== Your instructions ==
Return every one of the entries below word for word, leaving out the pictures.

-- -- --

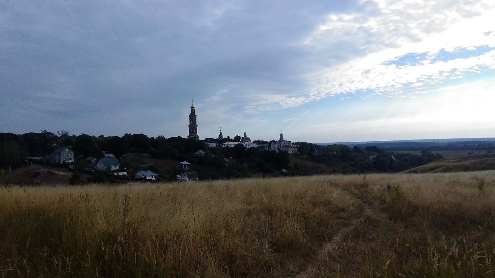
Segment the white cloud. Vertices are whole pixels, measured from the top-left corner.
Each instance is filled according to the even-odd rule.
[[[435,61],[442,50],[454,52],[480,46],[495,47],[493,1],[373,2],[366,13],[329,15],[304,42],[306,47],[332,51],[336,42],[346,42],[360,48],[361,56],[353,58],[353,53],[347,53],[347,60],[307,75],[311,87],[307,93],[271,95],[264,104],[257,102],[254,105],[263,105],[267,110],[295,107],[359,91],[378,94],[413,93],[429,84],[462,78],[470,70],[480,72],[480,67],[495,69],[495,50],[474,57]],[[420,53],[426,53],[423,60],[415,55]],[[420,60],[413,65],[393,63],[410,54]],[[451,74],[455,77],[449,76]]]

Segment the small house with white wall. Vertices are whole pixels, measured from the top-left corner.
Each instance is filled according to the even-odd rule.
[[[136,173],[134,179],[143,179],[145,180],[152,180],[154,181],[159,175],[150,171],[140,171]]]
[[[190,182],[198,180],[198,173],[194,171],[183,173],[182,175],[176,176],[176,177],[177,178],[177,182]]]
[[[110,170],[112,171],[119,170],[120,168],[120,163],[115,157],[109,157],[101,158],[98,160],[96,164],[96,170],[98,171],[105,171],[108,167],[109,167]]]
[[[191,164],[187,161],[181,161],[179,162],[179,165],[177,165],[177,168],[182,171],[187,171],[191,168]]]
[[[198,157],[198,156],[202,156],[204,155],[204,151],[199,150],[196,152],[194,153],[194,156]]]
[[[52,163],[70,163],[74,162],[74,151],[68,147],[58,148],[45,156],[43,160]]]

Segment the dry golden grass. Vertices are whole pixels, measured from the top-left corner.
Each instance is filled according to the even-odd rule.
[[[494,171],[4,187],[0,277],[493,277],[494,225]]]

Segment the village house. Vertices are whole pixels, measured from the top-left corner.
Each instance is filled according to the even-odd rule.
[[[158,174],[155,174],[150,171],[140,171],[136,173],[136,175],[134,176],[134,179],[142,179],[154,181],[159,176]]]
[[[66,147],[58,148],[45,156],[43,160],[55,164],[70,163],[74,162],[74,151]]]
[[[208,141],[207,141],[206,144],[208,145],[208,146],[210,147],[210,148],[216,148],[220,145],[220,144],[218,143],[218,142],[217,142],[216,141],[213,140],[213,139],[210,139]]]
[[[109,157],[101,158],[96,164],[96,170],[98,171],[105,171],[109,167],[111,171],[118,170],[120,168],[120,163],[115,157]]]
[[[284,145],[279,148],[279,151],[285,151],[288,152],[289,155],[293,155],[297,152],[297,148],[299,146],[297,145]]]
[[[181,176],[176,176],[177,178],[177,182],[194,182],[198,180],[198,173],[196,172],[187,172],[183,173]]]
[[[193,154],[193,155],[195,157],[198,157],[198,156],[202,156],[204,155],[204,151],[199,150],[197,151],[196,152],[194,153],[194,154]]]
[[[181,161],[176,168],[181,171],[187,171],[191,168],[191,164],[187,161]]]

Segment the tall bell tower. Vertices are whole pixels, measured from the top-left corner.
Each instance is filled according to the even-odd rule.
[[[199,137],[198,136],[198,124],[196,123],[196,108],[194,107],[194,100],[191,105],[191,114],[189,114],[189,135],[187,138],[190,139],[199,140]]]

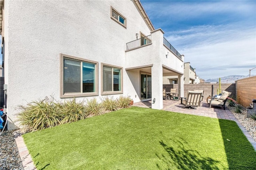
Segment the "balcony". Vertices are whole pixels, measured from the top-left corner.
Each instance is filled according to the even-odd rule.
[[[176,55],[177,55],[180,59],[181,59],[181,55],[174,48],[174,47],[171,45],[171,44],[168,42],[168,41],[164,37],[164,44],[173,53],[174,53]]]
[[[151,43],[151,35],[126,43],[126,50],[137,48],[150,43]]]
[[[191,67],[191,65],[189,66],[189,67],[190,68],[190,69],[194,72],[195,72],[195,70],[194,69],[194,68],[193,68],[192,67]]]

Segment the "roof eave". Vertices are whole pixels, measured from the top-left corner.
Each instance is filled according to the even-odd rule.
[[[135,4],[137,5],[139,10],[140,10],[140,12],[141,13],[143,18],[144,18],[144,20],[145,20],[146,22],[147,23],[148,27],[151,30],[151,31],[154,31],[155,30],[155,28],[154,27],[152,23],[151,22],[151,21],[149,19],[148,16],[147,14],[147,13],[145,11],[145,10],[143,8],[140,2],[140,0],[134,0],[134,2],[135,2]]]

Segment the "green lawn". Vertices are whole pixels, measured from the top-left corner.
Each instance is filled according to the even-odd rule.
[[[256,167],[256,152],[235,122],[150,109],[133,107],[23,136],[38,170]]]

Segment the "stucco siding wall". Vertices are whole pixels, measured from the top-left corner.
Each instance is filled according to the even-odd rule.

-- -- --

== Exercise response ==
Segment the white cloud. Vertices are whole pixels, measured from the top-left corner.
Each instance is filled according to the even-odd rule.
[[[435,61],[442,50],[454,52],[480,46],[495,47],[493,1],[373,2],[366,13],[329,15],[304,42],[306,47],[332,51],[336,42],[346,42],[360,48],[361,56],[353,58],[353,53],[347,53],[347,60],[307,75],[311,87],[307,93],[271,95],[264,104],[257,102],[254,105],[263,105],[267,110],[295,107],[359,91],[378,94],[413,93],[429,84],[462,78],[470,70],[480,72],[480,67],[495,69],[495,50],[474,57]],[[420,53],[426,53],[423,60],[415,55]],[[420,60],[413,65],[393,63],[410,54]],[[451,74],[455,77],[449,76]]]

Segment the small house with white wall. Vertices are whole pixels, measured from the top-left corner.
Each instance is filled according to the even-odd rule.
[[[136,173],[134,179],[143,179],[145,180],[152,180],[154,181],[159,175],[150,171],[140,171]]]
[[[190,182],[198,180],[198,173],[194,171],[183,173],[182,175],[176,176],[176,177],[177,178],[177,182]]]
[[[110,170],[112,171],[119,170],[120,168],[120,163],[115,157],[109,157],[101,158],[98,160],[96,164],[96,170],[98,171],[105,171],[108,167],[109,167]]]
[[[191,164],[187,161],[181,161],[179,162],[179,165],[177,165],[177,168],[182,171],[187,171],[191,168]]]
[[[198,157],[198,156],[202,156],[204,155],[204,151],[199,150],[196,152],[194,153],[194,156]]]
[[[52,163],[70,163],[74,162],[74,151],[68,147],[58,148],[45,156],[43,160]]]

Segment the dry golden grass. Vertices are whole pixels, measured from the top-left corner.
Each instance is filled according to the even-odd rule.
[[[494,171],[4,187],[0,277],[493,277],[494,225]]]

Segment the village house. Vertices are whole pixels, measured from the top-left corner.
Each instance is filled according to the even-odd rule.
[[[158,174],[155,174],[150,171],[140,171],[136,173],[136,175],[134,176],[134,179],[142,179],[154,181],[159,176]]]
[[[66,147],[58,148],[45,156],[43,160],[55,164],[70,163],[74,162],[74,151]]]
[[[208,141],[207,141],[206,144],[208,145],[208,146],[210,147],[210,148],[216,148],[220,145],[220,144],[218,143],[218,142],[217,142],[216,141],[213,140],[213,139],[210,139]]]
[[[109,157],[101,158],[96,164],[96,170],[98,171],[105,171],[109,167],[111,171],[118,170],[120,168],[120,163],[115,157]]]
[[[284,145],[279,148],[279,151],[285,151],[288,152],[289,155],[293,155],[297,152],[297,148],[299,146],[297,145]]]
[[[181,176],[176,176],[177,178],[177,182],[194,182],[198,180],[198,173],[196,172],[187,172],[183,173]]]
[[[193,154],[193,155],[195,157],[198,157],[198,156],[202,156],[204,155],[204,151],[199,150],[197,151],[196,152],[194,153],[194,154]]]
[[[181,161],[176,168],[181,171],[187,171],[191,168],[191,164],[187,161]]]

Segment the tall bell tower. Vertices are whole pixels, measured from the top-left corner.
Each instance is filled according to the even-odd rule.
[[[199,137],[198,136],[198,124],[196,123],[196,108],[194,107],[194,100],[191,105],[191,114],[189,114],[189,135],[187,138],[190,139],[199,140]]]

Segment the "balcony". Vertices are whole pixels, measured from the top-left corner.
Each instance is filled according to the even-odd rule.
[[[176,55],[177,55],[180,59],[181,59],[181,55],[174,48],[174,47],[171,45],[171,44],[168,42],[168,41],[164,37],[164,44],[173,53],[174,53]]]
[[[151,43],[151,35],[126,43],[126,50],[137,48],[150,43]]]
[[[191,67],[191,65],[189,66],[189,67],[190,68],[190,69],[194,72],[195,72],[195,70],[194,69],[194,68],[193,68],[192,67]]]

Segment the "roof eave". Vertices are whole pixels, measured from the top-left corner.
Each instance is filled according to the even-odd rule.
[[[135,4],[137,5],[139,10],[140,10],[140,12],[141,13],[143,18],[144,18],[144,20],[145,20],[146,22],[147,23],[148,27],[151,30],[151,31],[154,31],[155,30],[155,28],[154,27],[152,23],[151,22],[151,21],[149,19],[148,16],[147,14],[147,13],[145,11],[145,10],[143,8],[140,2],[140,0],[134,0],[134,2],[135,2]]]

Segment the "green lawn". Vertices are whole pixels, measured from the top-left corner.
Each instance is filled according to the even-odd rule.
[[[256,167],[256,152],[235,122],[150,109],[133,107],[23,136],[38,170]]]

Segment the "stucco siding wall". Vertices are whole pixels, measured from the top-left corner.
Each instance is filled according to the even-odd rule.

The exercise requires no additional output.